BUENOS AIRES (JTA) — In April, as much of the world introduced limits on movement and commerce in an effort to halt the spread of the coronavirus, Argentinean political theorist Carlos Escude waged a one-man protest outside his home in Buenos Aires.
In a video that the newspaper Perfil described as “bizarre,” Escude can be seen on the sidewalk in a mask, a cane hanging over his arm as he bangs on a kitchen pan and inveighs against a city plan to require anyone over 70 to get a permit before they could walk the street. (The city eventually backed away from the plan.) Escude hung a sign around his neck identifying him as a 71-year-old.
On his Facebook page, Escude compared the plan to Nazi curfews on Jews confined to ghettos. “I prefer a death from coronavirus rather than a life protected by [Buenos Aires Mayor Horacio Rodríguez] Larreta,” he wrote.
On New Year’s Day, Escude succumbed to COVID-19 after a two-month battle against the illness. He was 72.
His wife, Monica La Madrid, died of COVID-19 on Oct. 1, 2020.
Born into a Catholic family in Buenos Aires in 1948, Escude earned a degree in sociology from the Universidad Catolica Argentina in 1973 and went on to study at Yale on a Fulbright Fellowship, where he earned a doctorate in political science in 2003. That same year, Trent University in Canada declared him “likely the most distinguished political theorist in Latin America.”
As a foreign policy advisor to the Argentinean government in the early 1990s, Escude developed the doctrine of peripheral realism, which dictated that weaker states like Argentina ought not seek significant autonomy from global superpowers.
------
▸ **WHAT TO DO**: Write out, word for word, the part of the article on Carlos Escude between "Born into a" and "from global superpowers.", inclusive.
------
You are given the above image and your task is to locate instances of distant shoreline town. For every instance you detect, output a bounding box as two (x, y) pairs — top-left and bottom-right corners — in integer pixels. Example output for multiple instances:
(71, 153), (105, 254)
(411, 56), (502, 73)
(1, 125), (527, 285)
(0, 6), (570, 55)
------
▸ **SOLUTION TO THIS PROBLEM**:
Born into a Catholic family in Buenos Aires in 1948, Escude earned a degree in sociology from the Universidad Catolica Argentina in 1973 and went on to study at Yale on a Fulbright Fellowship, where he earned a doctorate in political science in 2003. That same year, Trent University in Canada declared him “likely the most distinguished political theorist in Latin America.”
As a foreign policy advisor to the Argentinean government in the early 1990s, Escude developed the doctrine of peripheral realism, which dictated that weaker states like Argentina ought not seek significant autonomy from global superpowers.